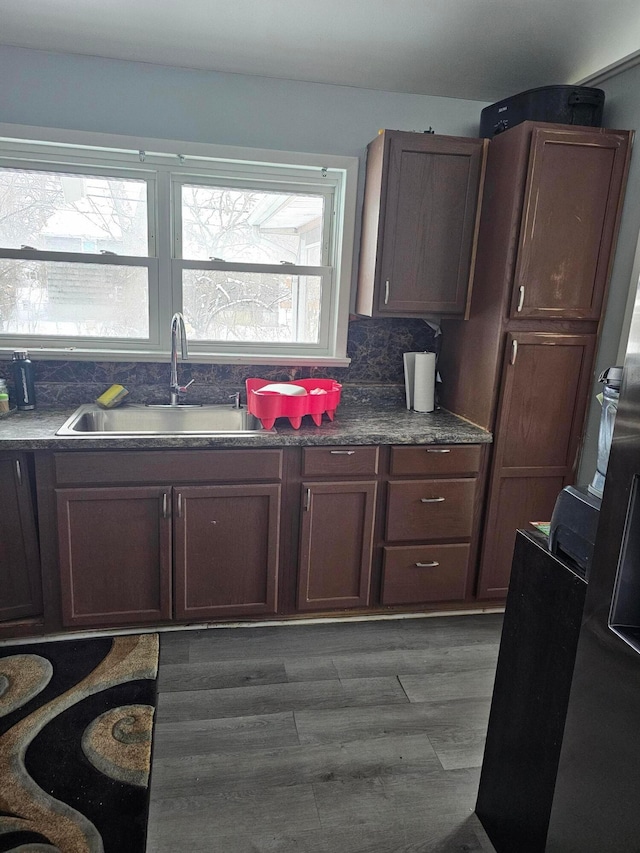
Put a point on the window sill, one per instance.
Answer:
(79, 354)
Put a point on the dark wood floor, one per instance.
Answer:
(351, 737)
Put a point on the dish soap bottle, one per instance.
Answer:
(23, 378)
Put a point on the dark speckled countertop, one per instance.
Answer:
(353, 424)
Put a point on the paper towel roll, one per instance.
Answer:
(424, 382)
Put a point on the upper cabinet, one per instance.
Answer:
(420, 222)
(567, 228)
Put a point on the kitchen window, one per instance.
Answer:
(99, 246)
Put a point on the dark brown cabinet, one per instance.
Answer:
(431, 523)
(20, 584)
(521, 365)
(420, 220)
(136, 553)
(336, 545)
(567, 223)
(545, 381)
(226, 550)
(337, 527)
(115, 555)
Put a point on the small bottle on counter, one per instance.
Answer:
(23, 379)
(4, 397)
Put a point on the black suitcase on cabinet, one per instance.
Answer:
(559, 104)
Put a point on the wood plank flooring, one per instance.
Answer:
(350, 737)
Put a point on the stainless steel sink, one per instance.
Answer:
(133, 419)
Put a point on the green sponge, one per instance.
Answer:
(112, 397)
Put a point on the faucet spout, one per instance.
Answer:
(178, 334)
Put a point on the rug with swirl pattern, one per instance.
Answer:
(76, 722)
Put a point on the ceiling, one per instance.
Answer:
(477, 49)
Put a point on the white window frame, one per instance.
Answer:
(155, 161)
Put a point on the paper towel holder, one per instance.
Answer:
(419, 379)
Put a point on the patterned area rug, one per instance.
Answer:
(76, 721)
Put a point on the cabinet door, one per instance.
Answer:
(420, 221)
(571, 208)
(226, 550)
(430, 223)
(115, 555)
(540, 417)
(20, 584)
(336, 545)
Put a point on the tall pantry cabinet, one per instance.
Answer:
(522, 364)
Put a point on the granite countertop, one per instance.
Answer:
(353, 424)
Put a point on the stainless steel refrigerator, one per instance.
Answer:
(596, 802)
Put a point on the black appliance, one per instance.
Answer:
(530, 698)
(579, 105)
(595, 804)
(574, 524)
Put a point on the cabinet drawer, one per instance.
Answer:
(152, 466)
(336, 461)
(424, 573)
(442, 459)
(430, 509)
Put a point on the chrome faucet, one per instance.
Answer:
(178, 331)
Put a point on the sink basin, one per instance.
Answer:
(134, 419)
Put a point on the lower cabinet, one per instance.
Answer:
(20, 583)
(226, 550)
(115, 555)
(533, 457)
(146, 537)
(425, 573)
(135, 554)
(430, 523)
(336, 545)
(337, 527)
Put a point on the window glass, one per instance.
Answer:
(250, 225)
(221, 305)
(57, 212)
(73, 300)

════════════════

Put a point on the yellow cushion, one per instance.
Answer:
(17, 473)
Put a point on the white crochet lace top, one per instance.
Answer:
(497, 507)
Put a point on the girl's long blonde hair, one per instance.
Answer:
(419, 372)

════════════════

For the word "towel", tally the lines above that hold it and answer with the number alone.

• Written response:
2